::: Exercise materials
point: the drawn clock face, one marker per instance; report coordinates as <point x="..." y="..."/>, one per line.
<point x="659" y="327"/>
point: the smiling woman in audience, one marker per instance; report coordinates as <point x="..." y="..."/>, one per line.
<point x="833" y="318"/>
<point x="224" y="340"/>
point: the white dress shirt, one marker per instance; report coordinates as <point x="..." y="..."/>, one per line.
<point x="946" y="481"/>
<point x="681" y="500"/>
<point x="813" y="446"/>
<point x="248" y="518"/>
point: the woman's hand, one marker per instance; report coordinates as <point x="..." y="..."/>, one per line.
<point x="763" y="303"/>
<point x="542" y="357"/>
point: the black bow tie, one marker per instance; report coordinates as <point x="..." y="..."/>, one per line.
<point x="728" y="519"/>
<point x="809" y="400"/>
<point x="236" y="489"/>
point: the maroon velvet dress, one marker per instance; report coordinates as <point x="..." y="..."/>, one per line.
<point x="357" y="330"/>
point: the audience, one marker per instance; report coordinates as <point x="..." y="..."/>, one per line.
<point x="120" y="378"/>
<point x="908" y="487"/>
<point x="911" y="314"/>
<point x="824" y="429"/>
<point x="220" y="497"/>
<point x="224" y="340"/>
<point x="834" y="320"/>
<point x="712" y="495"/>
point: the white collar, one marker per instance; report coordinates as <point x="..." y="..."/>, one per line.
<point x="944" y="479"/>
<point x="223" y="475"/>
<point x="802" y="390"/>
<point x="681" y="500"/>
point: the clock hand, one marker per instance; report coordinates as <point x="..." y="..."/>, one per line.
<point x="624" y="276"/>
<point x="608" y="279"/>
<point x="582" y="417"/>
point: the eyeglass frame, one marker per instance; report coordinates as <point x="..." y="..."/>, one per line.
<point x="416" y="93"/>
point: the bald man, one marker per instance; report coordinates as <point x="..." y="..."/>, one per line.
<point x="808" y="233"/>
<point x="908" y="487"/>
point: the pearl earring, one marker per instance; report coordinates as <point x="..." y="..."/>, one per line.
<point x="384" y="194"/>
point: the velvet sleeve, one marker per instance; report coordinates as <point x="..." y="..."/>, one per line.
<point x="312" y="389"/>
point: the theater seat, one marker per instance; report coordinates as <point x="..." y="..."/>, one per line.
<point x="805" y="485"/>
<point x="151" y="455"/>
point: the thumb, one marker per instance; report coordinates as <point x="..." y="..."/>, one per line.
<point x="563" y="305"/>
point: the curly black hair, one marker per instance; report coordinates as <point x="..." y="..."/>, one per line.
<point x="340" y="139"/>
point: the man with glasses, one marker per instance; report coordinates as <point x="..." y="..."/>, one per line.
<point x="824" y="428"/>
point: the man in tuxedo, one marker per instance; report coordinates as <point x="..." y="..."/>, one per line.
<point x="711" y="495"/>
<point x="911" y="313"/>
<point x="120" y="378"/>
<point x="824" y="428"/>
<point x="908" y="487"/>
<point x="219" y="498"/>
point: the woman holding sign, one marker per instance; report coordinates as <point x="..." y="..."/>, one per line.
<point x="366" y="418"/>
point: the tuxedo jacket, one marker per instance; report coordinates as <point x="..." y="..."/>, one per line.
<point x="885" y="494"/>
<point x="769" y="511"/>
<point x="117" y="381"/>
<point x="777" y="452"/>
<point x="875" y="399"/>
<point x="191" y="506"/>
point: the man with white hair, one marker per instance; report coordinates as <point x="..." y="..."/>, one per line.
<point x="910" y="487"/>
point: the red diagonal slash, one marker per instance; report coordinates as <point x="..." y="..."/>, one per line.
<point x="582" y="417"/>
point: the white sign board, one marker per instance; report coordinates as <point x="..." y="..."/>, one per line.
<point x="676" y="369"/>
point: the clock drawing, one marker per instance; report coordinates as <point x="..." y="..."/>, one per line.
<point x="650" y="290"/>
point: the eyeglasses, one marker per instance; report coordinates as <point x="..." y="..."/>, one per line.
::::::
| Description of the task |
Copy every line of the records above exactly as it appears, leaving nothing out and changing nothing.

| Correct answer |
point: the drawn clock face, one marker per instance; report coordinates as <point x="..." y="..."/>, one per line.
<point x="659" y="327"/>
point: the smiling woman in audience, one marker per instance; report coordinates as <point x="..." y="..."/>, one per line.
<point x="833" y="318"/>
<point x="224" y="340"/>
point: the white dress shirt, one marker per instance; report coordinates as <point x="..." y="..."/>, one per line.
<point x="946" y="481"/>
<point x="681" y="500"/>
<point x="813" y="446"/>
<point x="248" y="518"/>
point: the woman's hand, one marker per instance; report coordinates as <point x="..." y="..."/>, one per line.
<point x="763" y="303"/>
<point x="542" y="357"/>
point: the black bow tie, one marker per instance; report coordinates as <point x="..." y="..."/>, one per line.
<point x="728" y="519"/>
<point x="809" y="400"/>
<point x="236" y="489"/>
point: the maroon velvet dress, one marker per instance; report coordinates as <point x="..." y="..."/>, one per line.
<point x="357" y="330"/>
point: the audience, one marker per instance; report coordinates as <point x="..." y="..."/>, one per line.
<point x="120" y="378"/>
<point x="908" y="487"/>
<point x="911" y="314"/>
<point x="824" y="429"/>
<point x="220" y="497"/>
<point x="224" y="340"/>
<point x="834" y="320"/>
<point x="712" y="495"/>
point: the white collar, one marker per instance; report coordinates as <point x="..." y="..."/>, one per line.
<point x="944" y="479"/>
<point x="223" y="475"/>
<point x="802" y="390"/>
<point x="681" y="500"/>
point: the clock hand, one marker per instance; report coordinates as <point x="..." y="..."/>, one per line.
<point x="624" y="276"/>
<point x="608" y="279"/>
<point x="582" y="417"/>
point: the eyeglass frame, one marker per instance; report coordinates as <point x="..." y="..."/>, one per line.
<point x="416" y="93"/>
point: the bald man, one marker per instance; report coordinates as <point x="..." y="..."/>, one per line.
<point x="808" y="233"/>
<point x="908" y="487"/>
point: the pearl earring, one marker per instance; report coordinates as <point x="..." y="..."/>, one per line.
<point x="384" y="194"/>
point: the velvet sleeve, one marker per instance; report coordinates as <point x="..." y="..."/>, one per line.
<point x="312" y="389"/>
point: the theater seat, one marker per instance; report coordinates as <point x="..." y="..."/>, one per line.
<point x="805" y="485"/>
<point x="151" y="455"/>
point: the thumb, one marker per instance; report coordinates as <point x="..." y="..."/>, one per line.
<point x="563" y="305"/>
point: the curly black hair, one marker per instance; report coordinates as <point x="..." y="..."/>, one per line.
<point x="340" y="139"/>
point: the man with glasses, one marker per instance; report coordinates as <point x="..." y="..."/>, one per line.
<point x="824" y="428"/>
point: the man in tuxedo, one marker per instance; report coordinates as <point x="..." y="..."/>, one per line.
<point x="711" y="495"/>
<point x="911" y="313"/>
<point x="120" y="378"/>
<point x="824" y="428"/>
<point x="908" y="487"/>
<point x="219" y="498"/>
point: the woman holding sign, one marker per instance; report coordinates as <point x="..." y="..."/>, one per line.
<point x="366" y="418"/>
point: the tuxedo jacket, one marker per instance; report coordinates as <point x="..." y="..."/>, one per line.
<point x="885" y="494"/>
<point x="769" y="511"/>
<point x="117" y="381"/>
<point x="777" y="452"/>
<point x="875" y="399"/>
<point x="191" y="506"/>
point: the man with white hair, one marker per instance; report coordinates as <point x="..." y="..."/>, one per line.
<point x="910" y="487"/>
point: the red diagonal slash, one marker per instance; report coordinates as <point x="..." y="..."/>, one per line.
<point x="582" y="417"/>
point: the white sign board, one marker per instance; report coordinates as <point x="..." y="..."/>, one per line.
<point x="676" y="369"/>
point: the clock drawing, one marker per instance; report coordinates as <point x="..." y="..."/>, one per line.
<point x="650" y="290"/>
point: the eyeglasses, one marker per instance; report coordinates as <point x="..." y="..."/>, one per line.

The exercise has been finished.